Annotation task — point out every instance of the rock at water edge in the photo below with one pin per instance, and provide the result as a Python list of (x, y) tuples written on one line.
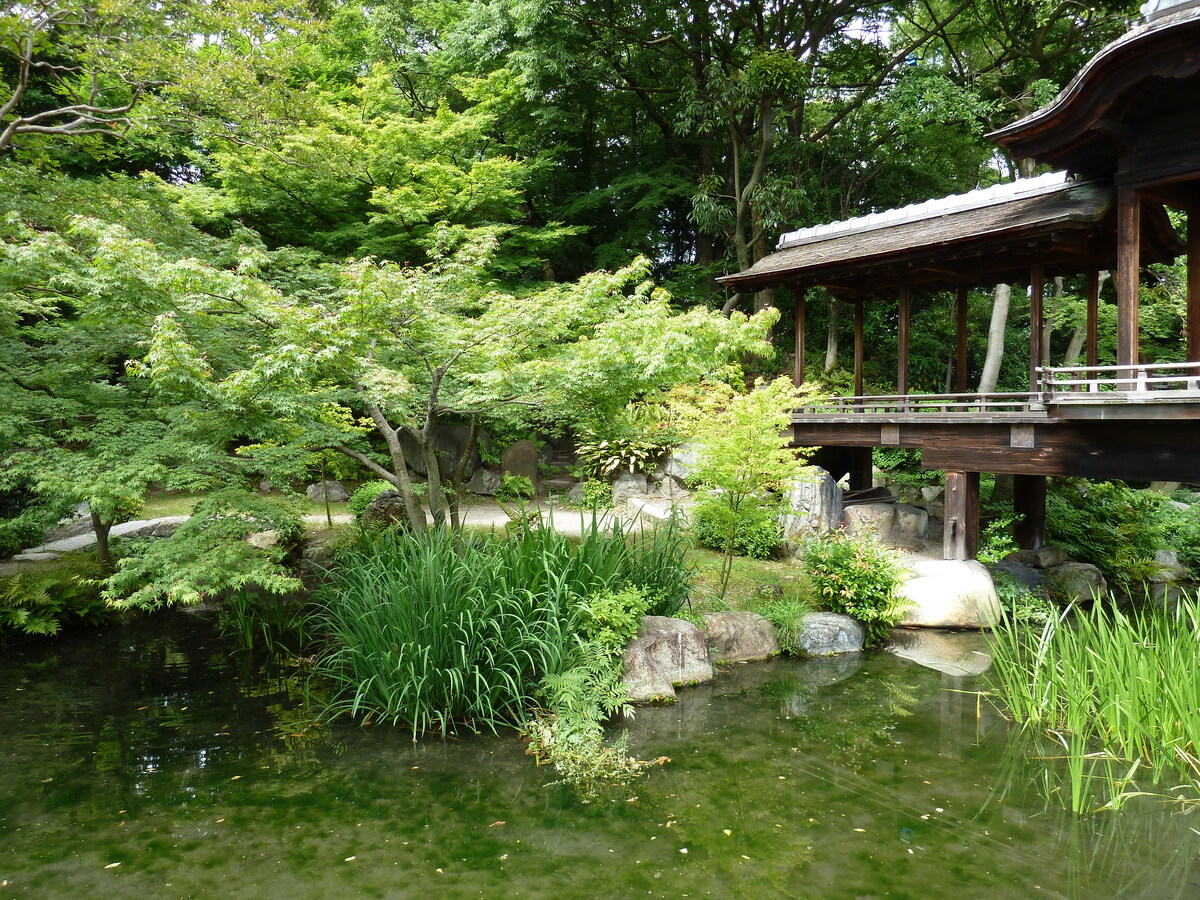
[(951, 593), (739, 636), (827, 634)]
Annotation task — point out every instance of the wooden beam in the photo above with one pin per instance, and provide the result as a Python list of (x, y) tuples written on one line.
[(1093, 316), (960, 534), (960, 340), (1193, 286), (798, 377), (858, 348), (1127, 275), (1037, 323), (1030, 504)]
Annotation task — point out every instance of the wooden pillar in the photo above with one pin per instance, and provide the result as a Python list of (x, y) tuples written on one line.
[(858, 348), (1128, 265), (861, 462), (1194, 286), (960, 341), (960, 535), (1030, 503), (799, 336), (1037, 324), (1093, 317)]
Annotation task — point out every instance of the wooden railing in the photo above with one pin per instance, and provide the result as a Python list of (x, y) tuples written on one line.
[(1156, 381), (925, 403)]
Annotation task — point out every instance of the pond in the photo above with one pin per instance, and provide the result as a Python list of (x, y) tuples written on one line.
[(155, 761)]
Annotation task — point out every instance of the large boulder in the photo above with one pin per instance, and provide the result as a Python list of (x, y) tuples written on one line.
[(521, 459), (828, 634), (333, 491), (485, 483), (955, 653), (1075, 582), (385, 510), (739, 636), (629, 485), (813, 505), (666, 652), (951, 593)]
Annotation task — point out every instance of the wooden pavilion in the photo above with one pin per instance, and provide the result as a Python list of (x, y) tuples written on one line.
[(1126, 136)]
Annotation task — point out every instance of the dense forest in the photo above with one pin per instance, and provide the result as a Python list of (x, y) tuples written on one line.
[(271, 238)]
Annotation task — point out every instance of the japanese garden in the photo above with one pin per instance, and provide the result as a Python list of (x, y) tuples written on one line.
[(528, 448)]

What to do:
Starting at the top of the material and stopping after the line that contains "[(951, 593), (739, 636), (827, 634)]", write those lines out again with "rock at water edge" swapped for "stone at water edge" and everything else unchanged. Leave the pictures out.

Solution below:
Annotation task — point out every instance of the stone at water edge in the photo below with one pin per instance, and provide the result as a Python list of (x, y) tuples written on one line.
[(951, 593), (739, 636), (827, 634)]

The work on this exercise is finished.